===== GEËXTRAHEERDE TEKST

OPNIESTUK ISOLDE DELANGHE – DIRECTEUR MODE UNIE 31 maart 2021

Wat een week weer voor onze modesector. Van de vrees voor een derde sluiting, naar de verplichte verkoop op afspraak, naar wachten op hoe we dat met z’n allen georganiseerd moesten te krijgen, naar de meest dramatische weekendcijfers ooit ‘sinds het begin van de metingen’, zoals we Frank Deboosere vaak horen zeggen.

Maandag dachten we bovendien even dat we ons collectief van datum vergist hadden. Maar nee, het bleek nog steeds 29 maart. Het voelde eerlijk gezegd al vreemd aan: tijd om grappen te maken is het nu – op zijn minst gezegd – niet echt. De moed zit ons allen diep, maar bij ondernemers die hun levenswerk op de helling zien staan én hun spaarcenten zien wegsmelten, zit de courage echt wel ongelofelijk diep. Elke dag opnieuw laden ze zich op om het beste van zichzelf te geven voor hun klanten, voor hun personeel, dat vaak al maanden op tijdelijke werkloosheid staat, en proberen ze met man en macht iedereen – inclusief zichzelf – gemotiveerd te houden.

Het laatste jaar zag ik een ongeziene veerkracht bij onze modehandelaars. Ze vonden zich keer op keer opnieuw uit, ze schakelden bijzonder snel om zich aan te passen aan de nieuwe maatregelen en ze slaagden er keer op keer in om hun klanten te kunnen blijven bedienen met de service die ze van hun lokale modehandelaar gewoon zijn.

Maar net zoals bij iedereen is er een grens aan flexibiliteit, een grens aan het voortdurend te maken krijgen met nieuwe veranderingen en de voortdurende stroom aan negativiteit uit alle hoeken. Na het nieuws vorige week dat we enkel nog op afspraak mogen verkopen, terwijl zowel politici als virologen het unaniem eens waren over het feit dat besmettingen niet in winkels gebeuren, was de emmer al behoorlijk vol. Maandag te horen krijgen dat het beloofde dubbel overbruggingsrecht, bedoeld om ons te ondersteunen omdat de verkoop meer dan zwaar tegenvalt, ingetrokken wordt, dat was de druppel.

==========

• UIT TE VOEREN OPDRACHTEN:
1. Wie is volgens de kop van het opiniestuk directeur van Mode Unie?
2. Neem het stuk uit het opiniestuk woordelijk over, te beginnen bij "OPNIESTUK ISOLDE DELANGHE" en eindigend bij "vaak horen zeggen.".

===== INHOUD DATASET

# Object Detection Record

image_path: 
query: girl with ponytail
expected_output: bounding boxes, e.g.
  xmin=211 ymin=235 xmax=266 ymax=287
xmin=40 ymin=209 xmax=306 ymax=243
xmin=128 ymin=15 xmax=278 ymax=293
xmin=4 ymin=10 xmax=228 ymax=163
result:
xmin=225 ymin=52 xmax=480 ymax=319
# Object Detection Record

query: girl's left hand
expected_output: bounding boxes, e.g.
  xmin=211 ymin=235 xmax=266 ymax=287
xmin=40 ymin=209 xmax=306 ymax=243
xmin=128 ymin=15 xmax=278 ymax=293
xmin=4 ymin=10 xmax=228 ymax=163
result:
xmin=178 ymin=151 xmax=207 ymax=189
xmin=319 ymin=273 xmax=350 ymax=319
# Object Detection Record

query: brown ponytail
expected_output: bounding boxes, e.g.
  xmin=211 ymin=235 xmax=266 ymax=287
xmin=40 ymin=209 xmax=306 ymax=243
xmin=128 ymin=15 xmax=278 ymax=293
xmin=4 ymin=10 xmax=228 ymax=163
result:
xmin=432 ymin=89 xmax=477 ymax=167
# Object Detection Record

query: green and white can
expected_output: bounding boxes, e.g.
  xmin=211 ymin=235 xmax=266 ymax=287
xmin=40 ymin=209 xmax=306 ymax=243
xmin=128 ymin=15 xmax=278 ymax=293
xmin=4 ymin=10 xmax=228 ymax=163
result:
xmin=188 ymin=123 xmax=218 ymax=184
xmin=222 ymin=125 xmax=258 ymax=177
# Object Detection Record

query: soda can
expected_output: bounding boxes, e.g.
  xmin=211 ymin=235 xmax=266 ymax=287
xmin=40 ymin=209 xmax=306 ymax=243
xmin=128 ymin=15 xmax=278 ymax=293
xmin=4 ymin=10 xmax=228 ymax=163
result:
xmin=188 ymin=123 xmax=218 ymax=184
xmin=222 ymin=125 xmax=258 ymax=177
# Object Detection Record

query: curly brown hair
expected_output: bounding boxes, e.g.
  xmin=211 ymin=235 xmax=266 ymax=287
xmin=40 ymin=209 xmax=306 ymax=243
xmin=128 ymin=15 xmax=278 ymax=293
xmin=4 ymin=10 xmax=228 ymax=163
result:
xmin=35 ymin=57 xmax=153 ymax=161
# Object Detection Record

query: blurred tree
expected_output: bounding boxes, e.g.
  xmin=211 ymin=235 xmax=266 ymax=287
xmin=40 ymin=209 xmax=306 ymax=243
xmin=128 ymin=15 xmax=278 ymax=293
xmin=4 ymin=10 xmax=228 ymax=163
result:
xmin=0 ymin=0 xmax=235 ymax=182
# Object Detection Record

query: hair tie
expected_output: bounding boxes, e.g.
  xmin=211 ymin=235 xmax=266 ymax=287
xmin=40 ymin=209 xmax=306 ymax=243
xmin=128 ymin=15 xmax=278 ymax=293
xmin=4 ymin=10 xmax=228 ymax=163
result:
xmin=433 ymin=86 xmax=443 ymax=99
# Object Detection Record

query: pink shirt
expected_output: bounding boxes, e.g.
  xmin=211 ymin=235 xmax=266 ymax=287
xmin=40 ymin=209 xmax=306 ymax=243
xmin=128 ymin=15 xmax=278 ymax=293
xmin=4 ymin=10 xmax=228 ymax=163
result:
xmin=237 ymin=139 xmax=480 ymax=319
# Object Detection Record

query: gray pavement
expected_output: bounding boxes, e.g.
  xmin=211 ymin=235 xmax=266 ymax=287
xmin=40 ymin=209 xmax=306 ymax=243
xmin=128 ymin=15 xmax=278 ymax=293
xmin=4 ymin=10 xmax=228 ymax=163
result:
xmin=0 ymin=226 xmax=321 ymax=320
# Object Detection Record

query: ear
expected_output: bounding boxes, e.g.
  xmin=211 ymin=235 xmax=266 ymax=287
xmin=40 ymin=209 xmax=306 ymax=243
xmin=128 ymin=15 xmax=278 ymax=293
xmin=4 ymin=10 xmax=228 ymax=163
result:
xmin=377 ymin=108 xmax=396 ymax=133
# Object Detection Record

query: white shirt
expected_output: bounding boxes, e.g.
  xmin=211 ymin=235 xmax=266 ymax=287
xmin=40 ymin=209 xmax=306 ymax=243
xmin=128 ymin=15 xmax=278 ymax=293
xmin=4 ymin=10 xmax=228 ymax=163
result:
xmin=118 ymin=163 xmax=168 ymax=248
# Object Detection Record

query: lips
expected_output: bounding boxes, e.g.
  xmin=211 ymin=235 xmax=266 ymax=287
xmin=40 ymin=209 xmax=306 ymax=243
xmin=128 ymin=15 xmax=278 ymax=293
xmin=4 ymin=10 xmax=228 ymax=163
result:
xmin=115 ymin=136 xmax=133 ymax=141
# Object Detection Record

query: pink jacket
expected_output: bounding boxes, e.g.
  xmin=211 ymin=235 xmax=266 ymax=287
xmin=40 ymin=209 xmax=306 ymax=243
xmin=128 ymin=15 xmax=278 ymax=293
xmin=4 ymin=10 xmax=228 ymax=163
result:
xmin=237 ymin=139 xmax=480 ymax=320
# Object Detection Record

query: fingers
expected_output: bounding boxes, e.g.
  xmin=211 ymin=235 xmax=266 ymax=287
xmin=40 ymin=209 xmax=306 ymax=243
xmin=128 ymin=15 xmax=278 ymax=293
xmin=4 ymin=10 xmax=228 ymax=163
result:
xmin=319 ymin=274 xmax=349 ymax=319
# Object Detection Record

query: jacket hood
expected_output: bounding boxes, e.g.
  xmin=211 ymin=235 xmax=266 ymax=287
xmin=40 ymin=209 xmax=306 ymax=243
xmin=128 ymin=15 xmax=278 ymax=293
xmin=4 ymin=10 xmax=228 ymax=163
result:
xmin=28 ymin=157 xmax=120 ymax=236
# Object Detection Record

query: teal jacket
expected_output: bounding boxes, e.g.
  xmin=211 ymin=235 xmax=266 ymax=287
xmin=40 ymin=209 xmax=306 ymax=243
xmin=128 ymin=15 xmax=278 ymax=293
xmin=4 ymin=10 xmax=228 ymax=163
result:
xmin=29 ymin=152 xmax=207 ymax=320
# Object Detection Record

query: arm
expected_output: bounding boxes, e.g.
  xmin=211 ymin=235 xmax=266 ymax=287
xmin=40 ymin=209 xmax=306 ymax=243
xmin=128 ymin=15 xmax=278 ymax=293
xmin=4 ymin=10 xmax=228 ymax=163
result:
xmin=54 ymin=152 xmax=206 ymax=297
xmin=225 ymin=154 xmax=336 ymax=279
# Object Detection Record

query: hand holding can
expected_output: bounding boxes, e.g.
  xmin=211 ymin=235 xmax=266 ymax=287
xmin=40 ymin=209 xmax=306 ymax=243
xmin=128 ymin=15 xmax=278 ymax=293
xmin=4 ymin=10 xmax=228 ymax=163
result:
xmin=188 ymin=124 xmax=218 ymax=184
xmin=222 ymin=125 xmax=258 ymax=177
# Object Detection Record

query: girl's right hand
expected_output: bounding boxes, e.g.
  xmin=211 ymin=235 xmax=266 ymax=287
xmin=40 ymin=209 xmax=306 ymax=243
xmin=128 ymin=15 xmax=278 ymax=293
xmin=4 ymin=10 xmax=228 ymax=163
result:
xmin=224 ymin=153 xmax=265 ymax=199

==========

• ANTWOORDEN:
1. Isolde Delanghe

2.
OPNIESTUK ISOLDE DELANGHE – DIRECTEUR MODE UNIE 31 maart 2021

Wat een week weer voor onze modesector. Van de vrees voor een derde sluiting, naar de verplichte verkoop op afspraak, naar wachten op hoe we dat met z’n allen georganiseerd moesten te krijgen, naar de meest dramatische weekendcijfers ooit ‘sinds het begin van de metingen’, zoals we Frank Deboosere vaak horen zeggen.